» Data for analysis:
* * * * *

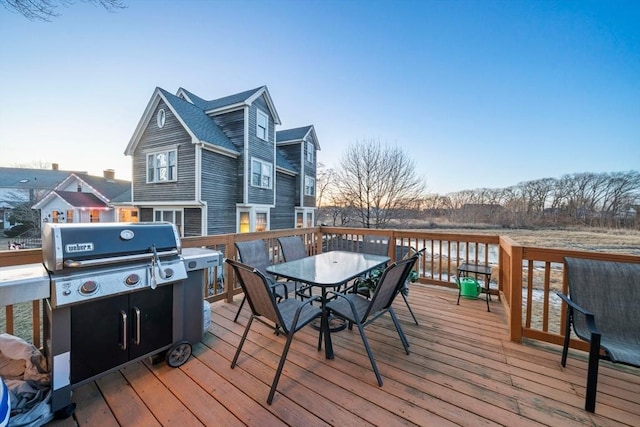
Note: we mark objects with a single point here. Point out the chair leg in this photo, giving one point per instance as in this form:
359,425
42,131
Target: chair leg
244,336
567,333
369,353
235,319
592,373
409,307
283,359
403,338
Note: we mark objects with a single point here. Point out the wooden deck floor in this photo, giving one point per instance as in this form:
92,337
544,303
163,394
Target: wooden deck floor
462,370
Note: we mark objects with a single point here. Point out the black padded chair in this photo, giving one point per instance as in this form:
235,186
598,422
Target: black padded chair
288,316
404,289
293,249
359,310
603,308
254,253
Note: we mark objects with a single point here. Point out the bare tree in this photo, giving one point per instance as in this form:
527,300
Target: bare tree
377,182
45,10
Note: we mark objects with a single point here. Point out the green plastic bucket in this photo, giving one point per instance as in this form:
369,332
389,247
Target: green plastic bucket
469,287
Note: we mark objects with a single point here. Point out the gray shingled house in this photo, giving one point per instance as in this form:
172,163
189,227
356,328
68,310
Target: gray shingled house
219,166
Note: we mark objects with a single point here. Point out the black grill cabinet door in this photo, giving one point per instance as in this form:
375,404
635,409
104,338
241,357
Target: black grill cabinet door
97,337
153,308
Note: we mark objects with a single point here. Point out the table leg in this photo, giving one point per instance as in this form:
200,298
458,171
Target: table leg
486,289
324,326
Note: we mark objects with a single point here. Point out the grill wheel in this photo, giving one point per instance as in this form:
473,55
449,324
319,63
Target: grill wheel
178,354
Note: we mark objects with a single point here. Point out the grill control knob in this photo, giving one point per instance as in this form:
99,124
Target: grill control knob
132,279
88,287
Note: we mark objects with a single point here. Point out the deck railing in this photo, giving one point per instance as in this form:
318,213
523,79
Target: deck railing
524,278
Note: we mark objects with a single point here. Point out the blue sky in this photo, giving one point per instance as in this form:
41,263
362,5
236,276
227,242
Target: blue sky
479,93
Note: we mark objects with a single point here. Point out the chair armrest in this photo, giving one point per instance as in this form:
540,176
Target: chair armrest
590,318
343,296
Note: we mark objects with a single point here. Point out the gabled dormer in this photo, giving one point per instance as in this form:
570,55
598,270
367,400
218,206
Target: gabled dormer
300,146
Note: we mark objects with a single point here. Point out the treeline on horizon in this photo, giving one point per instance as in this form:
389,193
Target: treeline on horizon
593,199
581,199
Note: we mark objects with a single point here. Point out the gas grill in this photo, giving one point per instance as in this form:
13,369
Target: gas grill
119,292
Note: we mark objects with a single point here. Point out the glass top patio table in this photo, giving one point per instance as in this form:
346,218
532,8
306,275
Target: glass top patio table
328,270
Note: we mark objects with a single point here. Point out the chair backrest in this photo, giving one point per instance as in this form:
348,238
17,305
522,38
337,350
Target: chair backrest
292,248
257,291
254,253
611,291
375,245
389,285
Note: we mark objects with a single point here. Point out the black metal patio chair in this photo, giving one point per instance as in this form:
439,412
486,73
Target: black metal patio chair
288,316
254,253
603,308
359,310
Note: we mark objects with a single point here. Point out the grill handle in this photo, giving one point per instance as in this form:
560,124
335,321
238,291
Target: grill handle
136,310
119,259
123,317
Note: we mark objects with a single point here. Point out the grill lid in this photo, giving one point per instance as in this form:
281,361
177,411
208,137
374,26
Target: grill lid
72,244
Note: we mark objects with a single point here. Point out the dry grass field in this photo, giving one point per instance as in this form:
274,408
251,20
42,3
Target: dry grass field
584,239
612,241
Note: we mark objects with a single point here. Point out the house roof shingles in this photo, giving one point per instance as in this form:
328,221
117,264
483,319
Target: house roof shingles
295,134
203,127
78,199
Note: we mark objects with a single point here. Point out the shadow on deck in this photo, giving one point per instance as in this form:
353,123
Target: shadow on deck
462,370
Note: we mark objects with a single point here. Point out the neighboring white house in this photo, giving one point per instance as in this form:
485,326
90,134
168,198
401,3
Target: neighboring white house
85,198
19,186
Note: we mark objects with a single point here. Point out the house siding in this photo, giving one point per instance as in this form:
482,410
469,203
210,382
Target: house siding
157,139
192,222
292,153
283,215
309,170
263,150
232,124
146,214
219,184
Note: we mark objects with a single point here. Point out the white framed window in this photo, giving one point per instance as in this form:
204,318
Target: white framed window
310,151
262,221
162,166
304,217
253,219
245,222
173,216
262,125
161,118
309,186
261,173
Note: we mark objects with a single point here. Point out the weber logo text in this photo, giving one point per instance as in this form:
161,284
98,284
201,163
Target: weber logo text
79,247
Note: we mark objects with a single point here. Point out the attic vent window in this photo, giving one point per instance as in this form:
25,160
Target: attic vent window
161,118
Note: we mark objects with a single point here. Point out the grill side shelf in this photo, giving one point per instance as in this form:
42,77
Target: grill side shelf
117,260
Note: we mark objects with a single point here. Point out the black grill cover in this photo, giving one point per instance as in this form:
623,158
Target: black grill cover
85,241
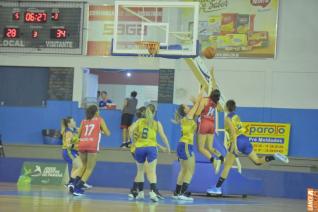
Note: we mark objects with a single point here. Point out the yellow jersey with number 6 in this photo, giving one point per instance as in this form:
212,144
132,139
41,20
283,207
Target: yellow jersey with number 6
146,135
236,121
188,129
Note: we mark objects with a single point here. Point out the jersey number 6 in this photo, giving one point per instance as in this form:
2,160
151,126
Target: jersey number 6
89,129
144,134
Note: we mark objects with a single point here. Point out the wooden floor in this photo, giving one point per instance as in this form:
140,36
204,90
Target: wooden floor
57,199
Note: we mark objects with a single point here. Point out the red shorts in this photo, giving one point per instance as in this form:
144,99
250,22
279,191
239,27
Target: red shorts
206,126
90,147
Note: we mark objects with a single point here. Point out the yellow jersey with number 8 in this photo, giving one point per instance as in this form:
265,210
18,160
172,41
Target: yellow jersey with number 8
146,135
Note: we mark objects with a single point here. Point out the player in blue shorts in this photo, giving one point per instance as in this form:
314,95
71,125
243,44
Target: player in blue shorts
239,143
145,130
185,117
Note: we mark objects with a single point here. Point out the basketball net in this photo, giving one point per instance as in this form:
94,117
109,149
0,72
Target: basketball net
148,49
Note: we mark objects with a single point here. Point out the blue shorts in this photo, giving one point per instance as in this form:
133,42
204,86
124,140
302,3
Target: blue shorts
69,155
143,153
184,151
244,145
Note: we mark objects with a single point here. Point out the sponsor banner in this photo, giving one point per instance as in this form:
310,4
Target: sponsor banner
101,25
239,28
37,173
268,138
312,199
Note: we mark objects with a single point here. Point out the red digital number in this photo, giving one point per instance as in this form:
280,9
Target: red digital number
11,33
44,15
35,34
29,17
55,16
35,17
16,16
39,17
60,33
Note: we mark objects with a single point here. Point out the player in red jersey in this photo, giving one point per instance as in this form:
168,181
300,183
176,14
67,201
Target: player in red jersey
90,134
206,126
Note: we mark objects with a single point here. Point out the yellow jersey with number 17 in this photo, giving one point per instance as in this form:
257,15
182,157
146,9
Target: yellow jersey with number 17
188,129
236,121
147,135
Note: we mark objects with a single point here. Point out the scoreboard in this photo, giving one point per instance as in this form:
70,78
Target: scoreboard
41,27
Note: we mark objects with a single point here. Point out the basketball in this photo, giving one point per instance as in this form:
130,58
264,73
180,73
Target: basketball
209,52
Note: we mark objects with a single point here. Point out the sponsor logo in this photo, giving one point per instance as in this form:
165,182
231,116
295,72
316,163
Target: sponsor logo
312,199
213,5
47,172
262,3
59,44
12,43
265,129
37,171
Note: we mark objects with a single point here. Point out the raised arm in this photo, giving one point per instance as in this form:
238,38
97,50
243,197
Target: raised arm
131,131
104,128
163,136
228,124
212,80
68,139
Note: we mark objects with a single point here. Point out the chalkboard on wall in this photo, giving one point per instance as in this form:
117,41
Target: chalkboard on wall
166,86
61,83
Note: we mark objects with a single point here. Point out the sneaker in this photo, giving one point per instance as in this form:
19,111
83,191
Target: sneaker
66,185
281,157
153,196
159,195
78,192
217,166
214,191
187,193
133,194
71,188
140,195
87,186
175,195
185,198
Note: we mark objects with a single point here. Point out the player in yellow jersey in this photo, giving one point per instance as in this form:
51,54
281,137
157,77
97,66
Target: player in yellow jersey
70,149
145,131
239,143
185,117
133,136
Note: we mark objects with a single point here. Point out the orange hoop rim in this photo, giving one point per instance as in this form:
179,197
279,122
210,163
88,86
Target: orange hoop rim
152,46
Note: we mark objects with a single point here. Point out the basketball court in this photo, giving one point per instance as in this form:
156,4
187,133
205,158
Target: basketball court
48,198
180,47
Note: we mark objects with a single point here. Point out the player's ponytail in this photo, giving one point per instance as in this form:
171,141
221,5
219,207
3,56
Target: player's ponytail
215,96
179,114
141,112
149,114
64,124
91,112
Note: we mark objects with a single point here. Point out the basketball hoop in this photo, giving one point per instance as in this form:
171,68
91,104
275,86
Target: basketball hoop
148,48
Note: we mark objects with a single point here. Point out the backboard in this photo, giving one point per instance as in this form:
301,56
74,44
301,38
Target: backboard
173,24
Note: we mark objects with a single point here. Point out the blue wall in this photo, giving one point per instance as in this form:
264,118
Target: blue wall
23,125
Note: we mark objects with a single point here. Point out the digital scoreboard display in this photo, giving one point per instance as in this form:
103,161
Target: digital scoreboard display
41,27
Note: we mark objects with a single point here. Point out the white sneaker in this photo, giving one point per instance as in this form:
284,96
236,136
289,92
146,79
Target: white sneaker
214,191
281,157
87,186
185,198
217,166
140,195
153,196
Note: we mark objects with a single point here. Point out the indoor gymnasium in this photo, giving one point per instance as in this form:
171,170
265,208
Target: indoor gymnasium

* * * * *

» Exercise brief: Nothing but a number should be given: the count of lines above that hold "gymnasium".

» Response for this exercise: 2